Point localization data
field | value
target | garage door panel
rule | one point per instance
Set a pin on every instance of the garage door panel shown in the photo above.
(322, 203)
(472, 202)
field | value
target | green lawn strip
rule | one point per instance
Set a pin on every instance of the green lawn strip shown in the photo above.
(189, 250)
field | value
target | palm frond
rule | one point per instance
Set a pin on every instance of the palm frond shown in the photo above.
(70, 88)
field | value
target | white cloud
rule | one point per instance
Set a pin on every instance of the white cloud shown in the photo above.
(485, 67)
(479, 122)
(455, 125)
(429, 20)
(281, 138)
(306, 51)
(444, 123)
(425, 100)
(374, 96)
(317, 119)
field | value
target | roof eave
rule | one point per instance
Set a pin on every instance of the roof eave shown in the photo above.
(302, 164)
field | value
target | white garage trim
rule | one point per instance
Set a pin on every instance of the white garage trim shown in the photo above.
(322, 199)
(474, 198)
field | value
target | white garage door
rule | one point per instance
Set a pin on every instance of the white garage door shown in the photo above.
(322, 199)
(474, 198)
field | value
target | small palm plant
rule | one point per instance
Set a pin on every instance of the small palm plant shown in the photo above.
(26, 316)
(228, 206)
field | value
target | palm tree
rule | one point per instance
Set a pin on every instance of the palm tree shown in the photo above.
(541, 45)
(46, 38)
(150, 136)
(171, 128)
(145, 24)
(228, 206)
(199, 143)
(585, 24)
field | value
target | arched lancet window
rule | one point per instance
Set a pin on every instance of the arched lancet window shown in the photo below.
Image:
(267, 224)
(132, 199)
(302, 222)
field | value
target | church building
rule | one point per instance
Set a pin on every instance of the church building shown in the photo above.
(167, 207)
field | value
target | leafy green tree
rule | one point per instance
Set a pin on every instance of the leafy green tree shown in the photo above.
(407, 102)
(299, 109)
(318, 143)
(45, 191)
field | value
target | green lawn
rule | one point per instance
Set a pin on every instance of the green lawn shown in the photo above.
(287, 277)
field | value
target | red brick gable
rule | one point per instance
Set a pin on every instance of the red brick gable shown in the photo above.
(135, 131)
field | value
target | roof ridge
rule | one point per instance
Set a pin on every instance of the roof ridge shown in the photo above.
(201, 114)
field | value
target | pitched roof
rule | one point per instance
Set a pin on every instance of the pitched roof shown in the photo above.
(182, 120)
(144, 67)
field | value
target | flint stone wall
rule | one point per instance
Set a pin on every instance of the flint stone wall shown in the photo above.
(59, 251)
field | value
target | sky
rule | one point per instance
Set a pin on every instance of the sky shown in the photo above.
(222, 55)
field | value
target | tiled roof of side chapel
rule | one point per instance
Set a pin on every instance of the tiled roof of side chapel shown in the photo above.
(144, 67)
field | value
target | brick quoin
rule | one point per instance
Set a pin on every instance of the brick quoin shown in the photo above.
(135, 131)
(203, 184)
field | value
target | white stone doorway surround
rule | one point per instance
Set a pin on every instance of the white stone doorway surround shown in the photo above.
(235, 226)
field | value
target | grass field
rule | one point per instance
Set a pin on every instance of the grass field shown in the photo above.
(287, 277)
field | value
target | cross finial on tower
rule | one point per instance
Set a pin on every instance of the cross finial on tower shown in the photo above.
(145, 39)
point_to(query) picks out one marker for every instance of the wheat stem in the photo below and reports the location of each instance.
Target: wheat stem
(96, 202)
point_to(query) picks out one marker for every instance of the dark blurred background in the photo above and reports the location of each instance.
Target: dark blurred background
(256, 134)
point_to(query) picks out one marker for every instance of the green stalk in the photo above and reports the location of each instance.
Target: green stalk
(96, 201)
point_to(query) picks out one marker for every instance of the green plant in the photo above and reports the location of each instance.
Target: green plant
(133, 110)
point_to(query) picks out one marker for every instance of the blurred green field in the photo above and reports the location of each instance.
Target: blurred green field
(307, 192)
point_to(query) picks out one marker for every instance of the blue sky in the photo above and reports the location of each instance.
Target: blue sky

To do — Could you copy out the data in full, exactly as it is written?

Task result —
field | value
target | garage door panel
rule | one point per instance
Set a pin on every instance of the garage door panel shown in the photo above.
(322, 203)
(472, 202)
field | value
target | green lawn strip
rule | one point per instance
Set a pin on every instance of the green lawn strip shown in the photo above.
(189, 250)
field | value
target | palm frond
rule | one point per instance
Set a pin on every instance of the palm frond shown in the photo above.
(70, 88)
field | value
target | white cloud
rule | one point per instance
Set a pin on every instance of the white cloud shown in the photo above.
(485, 67)
(479, 122)
(455, 125)
(429, 20)
(281, 138)
(306, 51)
(444, 123)
(425, 100)
(374, 96)
(317, 119)
field | value
target | roof eave
rule | one point per instance
Set a pin on every instance of the roof eave shown in the photo above.
(302, 164)
field | value
target | white garage trim
rule | one point per instance
Set a pin on every instance of the white garage trim shown in the photo above.
(322, 199)
(474, 198)
field | value
target | white garage door
rule | one point per instance
Set a pin on every instance of the white garage door shown in the photo above.
(322, 199)
(474, 198)
field | value
target | small palm plant
rule | one point per instance
Set a pin on every instance of the small palm plant shown in the photo above.
(26, 316)
(228, 206)
field | value
target | palm tree
rule | one point per instance
Set a pin on every instance of the palm tree shown in the photo above.
(541, 45)
(46, 38)
(150, 136)
(171, 128)
(145, 24)
(228, 206)
(199, 143)
(585, 24)
field | value
target | arched lancet window
rule | one point per instance
Set a pin on every instance of the arched lancet window shown in the photo below.
Image:
(267, 224)
(132, 199)
(302, 222)
field | value
target | church building
rule | one point per instance
Set a pin on every instance of the church building shown in the photo above.
(167, 207)
field | value
target | leafy green tree
rule | one point per instance
Set a pin on every instance of the leafy green tree shown in the photo above.
(407, 102)
(299, 109)
(318, 143)
(45, 191)
field | value
target | green lawn
rule | one point per instance
Set a pin on every instance of the green lawn shown in the photo above.
(287, 277)
field | value
target | red brick gable
rule | one point per instance
Set a pin on every instance of the red brick gable shown in the photo above.
(135, 131)
field | value
target | roof ridge
rule | one point per instance
Set a pin on every instance of the roof ridge shown in the photo above.
(201, 114)
field | value
target | pitched roof
rule | one point per instance
Set a pin on every instance of the pitched roof shown in the photo above.
(182, 120)
(144, 67)
field | value
target | flint stone wall
rule | one point per instance
Set a pin on every instance of the flint stone wall shown in the photo above.
(59, 251)
field | value
target | sky
rule | one point per instance
Set a pin on every instance of the sky shown in the photo above.
(222, 55)
field | value
target | tiled roof of side chapel
rule | one point per instance
Set a pin on every instance of the tiled roof of side chapel shown in the photo above.
(144, 67)
field | value
target | brick quoin
rule | one point per instance
Set a pin on every instance of the brick quoin shown in the photo above.
(135, 131)
(203, 184)
field | value
target | white stone doorway surround
rule | one point per instance
Set a pin on every instance of the white stone doorway surround shown in the photo above.
(235, 226)
field | value
target | grass field
rule | one point per instance
Set a pin on every instance of the grass field shown in the photo above.
(287, 277)
field | value
target | cross finial on tower
rule | one point per instance
Set a pin on every instance of the cross finial on tower shown in the photo above.
(145, 39)
point_to(query) picks out one marker for every instance of the wheat stem in the photo below and reports the location of each instance.
Target: wheat stem
(96, 202)
point_to(query) picks out one marker for every instance of the dark blurred background in the photo above and reports the location of each instance.
Target: dark blurred background
(256, 134)
point_to(query) picks out one marker for every instance of the green stalk in the photo above and reports the location of each instance.
Target: green stalk
(96, 201)
point_to(query) picks out one marker for every instance of the green plant in the photo above and reports the location of each instance.
Target: green plant
(133, 110)
point_to(query) picks out one marker for every instance of the blurred green field in the photo above and reports the location of each instance.
Target: blurred green field
(307, 192)
point_to(query) picks out one marker for every instance of the blue sky in the photo above and reports the location of each instance.
Target: blue sky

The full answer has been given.